# [THE REQUEST]
Exactly reproduce the line containing "Where can the white cloud" together with every line after it, through the end of the entries, and give nothing more.

# [SOURCE MATERIAL]
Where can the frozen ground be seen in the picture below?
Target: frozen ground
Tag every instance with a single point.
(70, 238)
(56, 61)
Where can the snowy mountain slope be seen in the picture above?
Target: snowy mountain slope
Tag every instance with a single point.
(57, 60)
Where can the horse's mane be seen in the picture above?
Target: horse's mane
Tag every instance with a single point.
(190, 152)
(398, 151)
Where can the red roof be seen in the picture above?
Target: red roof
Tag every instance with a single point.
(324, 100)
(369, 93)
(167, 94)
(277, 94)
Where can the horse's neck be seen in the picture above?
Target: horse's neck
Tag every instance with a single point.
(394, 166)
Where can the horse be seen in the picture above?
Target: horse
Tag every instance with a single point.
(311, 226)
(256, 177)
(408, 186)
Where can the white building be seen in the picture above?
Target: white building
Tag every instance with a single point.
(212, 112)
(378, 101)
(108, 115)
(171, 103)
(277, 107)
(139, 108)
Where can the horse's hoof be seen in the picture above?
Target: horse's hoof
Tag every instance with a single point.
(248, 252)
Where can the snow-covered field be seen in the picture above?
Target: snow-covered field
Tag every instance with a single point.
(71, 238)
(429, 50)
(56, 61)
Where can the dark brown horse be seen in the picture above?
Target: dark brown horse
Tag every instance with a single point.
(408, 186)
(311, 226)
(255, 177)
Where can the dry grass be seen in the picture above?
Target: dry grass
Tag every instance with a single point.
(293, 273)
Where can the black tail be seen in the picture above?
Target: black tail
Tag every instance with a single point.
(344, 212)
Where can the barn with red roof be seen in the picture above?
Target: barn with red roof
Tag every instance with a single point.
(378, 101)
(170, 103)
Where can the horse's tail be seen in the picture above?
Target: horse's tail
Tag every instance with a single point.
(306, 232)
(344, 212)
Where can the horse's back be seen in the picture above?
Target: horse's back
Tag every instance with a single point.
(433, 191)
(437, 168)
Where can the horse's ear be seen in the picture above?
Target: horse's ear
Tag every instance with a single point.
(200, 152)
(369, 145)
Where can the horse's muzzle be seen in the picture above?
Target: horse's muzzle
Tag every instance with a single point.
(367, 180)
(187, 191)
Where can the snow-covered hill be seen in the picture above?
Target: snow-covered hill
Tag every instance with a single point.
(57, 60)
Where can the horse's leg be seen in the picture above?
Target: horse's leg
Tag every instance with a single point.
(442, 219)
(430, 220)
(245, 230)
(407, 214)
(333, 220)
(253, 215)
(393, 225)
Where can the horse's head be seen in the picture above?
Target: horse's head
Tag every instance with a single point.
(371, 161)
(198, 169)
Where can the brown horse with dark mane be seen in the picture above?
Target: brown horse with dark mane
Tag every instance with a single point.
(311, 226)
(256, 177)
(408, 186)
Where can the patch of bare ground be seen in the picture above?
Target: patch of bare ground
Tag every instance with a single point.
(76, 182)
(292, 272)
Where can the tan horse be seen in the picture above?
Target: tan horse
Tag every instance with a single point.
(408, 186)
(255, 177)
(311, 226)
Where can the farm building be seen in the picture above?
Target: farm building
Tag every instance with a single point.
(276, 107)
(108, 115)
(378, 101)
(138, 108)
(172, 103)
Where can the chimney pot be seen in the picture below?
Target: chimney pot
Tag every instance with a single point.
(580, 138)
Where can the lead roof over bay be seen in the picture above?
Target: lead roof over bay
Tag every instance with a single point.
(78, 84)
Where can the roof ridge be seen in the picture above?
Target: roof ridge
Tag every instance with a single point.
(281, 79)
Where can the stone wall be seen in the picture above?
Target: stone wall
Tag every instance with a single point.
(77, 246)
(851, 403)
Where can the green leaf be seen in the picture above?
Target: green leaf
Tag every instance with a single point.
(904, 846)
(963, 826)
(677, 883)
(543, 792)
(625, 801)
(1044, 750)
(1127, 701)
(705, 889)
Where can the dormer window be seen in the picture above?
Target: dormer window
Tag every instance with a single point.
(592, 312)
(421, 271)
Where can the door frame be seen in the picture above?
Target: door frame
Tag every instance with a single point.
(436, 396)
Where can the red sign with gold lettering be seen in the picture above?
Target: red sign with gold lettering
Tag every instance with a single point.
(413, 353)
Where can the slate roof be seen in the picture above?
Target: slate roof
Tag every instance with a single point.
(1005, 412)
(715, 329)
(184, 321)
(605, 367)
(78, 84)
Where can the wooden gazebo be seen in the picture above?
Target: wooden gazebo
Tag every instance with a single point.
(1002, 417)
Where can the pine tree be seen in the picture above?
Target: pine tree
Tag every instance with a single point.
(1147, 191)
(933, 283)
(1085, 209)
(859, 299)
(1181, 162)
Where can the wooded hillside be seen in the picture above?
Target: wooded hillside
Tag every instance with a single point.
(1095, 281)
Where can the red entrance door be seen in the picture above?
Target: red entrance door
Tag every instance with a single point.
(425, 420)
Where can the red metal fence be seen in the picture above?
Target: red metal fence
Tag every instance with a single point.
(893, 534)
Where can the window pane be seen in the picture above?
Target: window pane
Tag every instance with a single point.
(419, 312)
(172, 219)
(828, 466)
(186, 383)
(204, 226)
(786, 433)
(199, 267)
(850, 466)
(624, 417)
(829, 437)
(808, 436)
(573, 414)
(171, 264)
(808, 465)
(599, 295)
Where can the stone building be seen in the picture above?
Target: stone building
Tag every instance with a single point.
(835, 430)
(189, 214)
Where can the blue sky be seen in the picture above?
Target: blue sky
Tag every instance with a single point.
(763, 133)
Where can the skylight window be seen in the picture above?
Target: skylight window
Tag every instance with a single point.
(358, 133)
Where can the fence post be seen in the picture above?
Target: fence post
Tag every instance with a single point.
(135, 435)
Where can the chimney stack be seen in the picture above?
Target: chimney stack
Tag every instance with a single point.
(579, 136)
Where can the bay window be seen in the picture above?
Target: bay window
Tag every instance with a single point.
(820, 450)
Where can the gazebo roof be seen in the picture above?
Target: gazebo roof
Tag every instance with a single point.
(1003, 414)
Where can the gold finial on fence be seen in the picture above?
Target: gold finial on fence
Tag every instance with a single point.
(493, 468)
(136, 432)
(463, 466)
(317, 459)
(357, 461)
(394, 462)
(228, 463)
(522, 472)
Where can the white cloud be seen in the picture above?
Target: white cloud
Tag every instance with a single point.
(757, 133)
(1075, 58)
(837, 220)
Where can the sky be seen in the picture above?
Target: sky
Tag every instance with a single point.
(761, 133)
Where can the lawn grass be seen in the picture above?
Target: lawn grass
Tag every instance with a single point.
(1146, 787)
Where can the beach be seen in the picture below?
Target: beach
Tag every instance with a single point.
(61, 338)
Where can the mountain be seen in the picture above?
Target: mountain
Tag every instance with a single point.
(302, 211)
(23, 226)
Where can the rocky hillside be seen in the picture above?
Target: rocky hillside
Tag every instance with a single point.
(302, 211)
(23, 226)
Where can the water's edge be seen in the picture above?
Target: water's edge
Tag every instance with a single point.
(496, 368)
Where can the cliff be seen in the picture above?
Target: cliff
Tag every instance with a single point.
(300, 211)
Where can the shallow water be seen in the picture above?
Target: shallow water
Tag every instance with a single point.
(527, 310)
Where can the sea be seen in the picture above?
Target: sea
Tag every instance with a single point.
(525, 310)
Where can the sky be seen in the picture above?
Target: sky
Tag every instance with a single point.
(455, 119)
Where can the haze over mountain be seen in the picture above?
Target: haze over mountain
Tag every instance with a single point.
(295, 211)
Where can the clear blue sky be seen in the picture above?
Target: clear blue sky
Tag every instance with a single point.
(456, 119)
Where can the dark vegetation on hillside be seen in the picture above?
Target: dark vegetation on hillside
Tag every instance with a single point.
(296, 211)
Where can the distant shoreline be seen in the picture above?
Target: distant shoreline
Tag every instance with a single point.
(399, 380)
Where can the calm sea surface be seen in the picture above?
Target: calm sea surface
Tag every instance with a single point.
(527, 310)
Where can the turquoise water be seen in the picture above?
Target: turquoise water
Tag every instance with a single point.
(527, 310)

# [COMPLETE RESPONSE]
Where can the white cloud be seen in the picture above?
Target: white cloud
Tag every instance with a single point.
(757, 133)
(1075, 58)
(837, 220)
Where can the sky be seen in the picture above?
Target: sky
Tag every instance with a single point.
(761, 133)
Where can the lawn grass be seen in the picture above?
Target: lawn grass
Tag every instance with a single point.
(1146, 787)
Where can the beach be seen in the picture below?
Target: beach
Tag every instance with a single point.
(61, 338)
Where can the mountain be seen in the picture above?
Target: mountain
Tag every instance with a single point.
(302, 211)
(23, 226)
Where can the rocky hillside be seen in the picture above?
Target: rocky hillside
Tag every instance with a single point.
(302, 211)
(23, 226)
Where can the water's edge be seen in the picture above?
Target: water's edge
Tag every instance with a single point.
(496, 368)
Where can the cliff be seen in the picture above?
Target: cliff
Tag every instance with a single point.
(300, 211)
Where can the shallow water be seen in the picture above?
Target: shallow water
Tag every instance with a single point.
(527, 310)
Where can the sea be seen in the picture above?
Target: sea
Tag every instance with a single point.
(525, 310)
Where can the sky be seen in the picture above?
Target: sky
Tag every instance with a single point.
(455, 119)
Where can the haze over mountain be seen in the picture above?
Target: haze over mountain
Tag every instance with a single point.
(295, 211)
Where can the clear blue sky be seen in the picture above?
Target: clear blue sky
Tag every instance with a single point.
(456, 119)
Where can the dark vegetation on hillside be seen in the picture above?
Target: dark vegetation on hillside
Tag every instance with a single point.
(296, 211)
Where can the distant shoreline be seen in the picture above?
Target: distant shoreline
Tag every instance with a single point.
(399, 380)
Where can the calm sea surface be seen in the picture above?
Target: calm sea surface
Tag every instance with a single point.
(527, 310)
Where can the turquoise water be seen in the picture above?
Target: turquoise water
Tag every instance with a single point.
(527, 310)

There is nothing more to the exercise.